(Records from a pointing dataset)

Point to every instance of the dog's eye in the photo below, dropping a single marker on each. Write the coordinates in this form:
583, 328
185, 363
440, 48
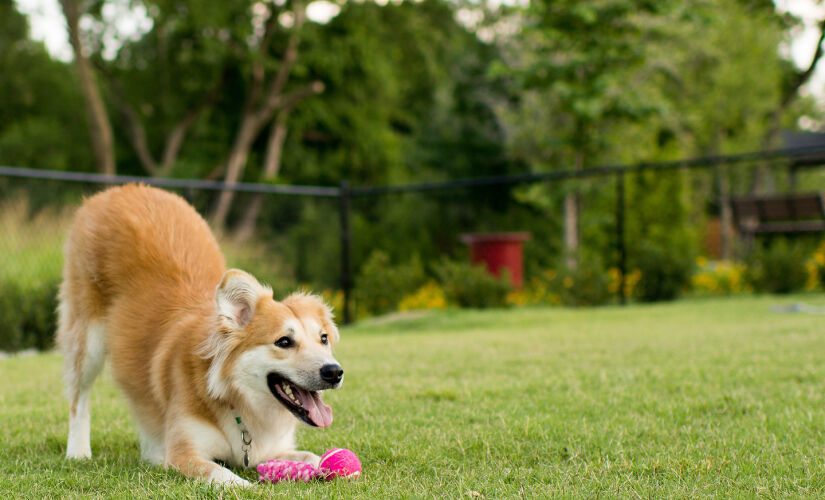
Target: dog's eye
284, 342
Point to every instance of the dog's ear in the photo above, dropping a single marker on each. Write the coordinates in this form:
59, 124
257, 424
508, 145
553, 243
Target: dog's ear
317, 305
236, 297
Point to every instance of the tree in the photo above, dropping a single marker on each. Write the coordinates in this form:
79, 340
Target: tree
100, 127
580, 57
265, 95
42, 102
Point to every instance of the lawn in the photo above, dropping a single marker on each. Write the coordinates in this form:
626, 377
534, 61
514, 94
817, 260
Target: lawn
716, 397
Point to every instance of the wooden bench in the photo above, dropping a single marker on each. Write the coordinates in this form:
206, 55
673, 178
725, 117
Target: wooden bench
789, 213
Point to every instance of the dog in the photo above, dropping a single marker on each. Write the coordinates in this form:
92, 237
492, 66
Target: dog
213, 368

**EXERCISE TASK**
Copy out all of the data above line for line, without changing anything, and leave out the pictures.

**PROBLEM SOLUTION**
Point to every instance of the dog's eye in the photo below, dropping a single marker on each. Write the coordinates in this form:
583, 328
185, 363
440, 48
Target: dog's eye
284, 342
Point to every instance of the dog's ear in the photo above, dropping a single marker on each. Write the coordinates in this form:
59, 124
257, 424
508, 145
553, 243
Target: dog's ear
317, 305
236, 297
Point to every instance of the tree in the photo above, dropping a single marker on each. Write the coordinates in this form:
79, 340
Target: tree
100, 127
580, 57
265, 95
42, 102
Point to every instance of the lawn in the photo above, dropping a single marker on each. Write the coordinates in this form:
626, 377
534, 61
514, 94
817, 260
Target: lawn
716, 397
Point to every instance of the wooden bench in the photo above, dropping a single marker on each. Write the coordinates in this form:
206, 55
673, 178
725, 117
Target: wooden bench
789, 213
Point to every instance of the dog in the photo above, dropping a single marker on each. Write the coordinates in this form:
92, 237
492, 66
Target: dog
213, 368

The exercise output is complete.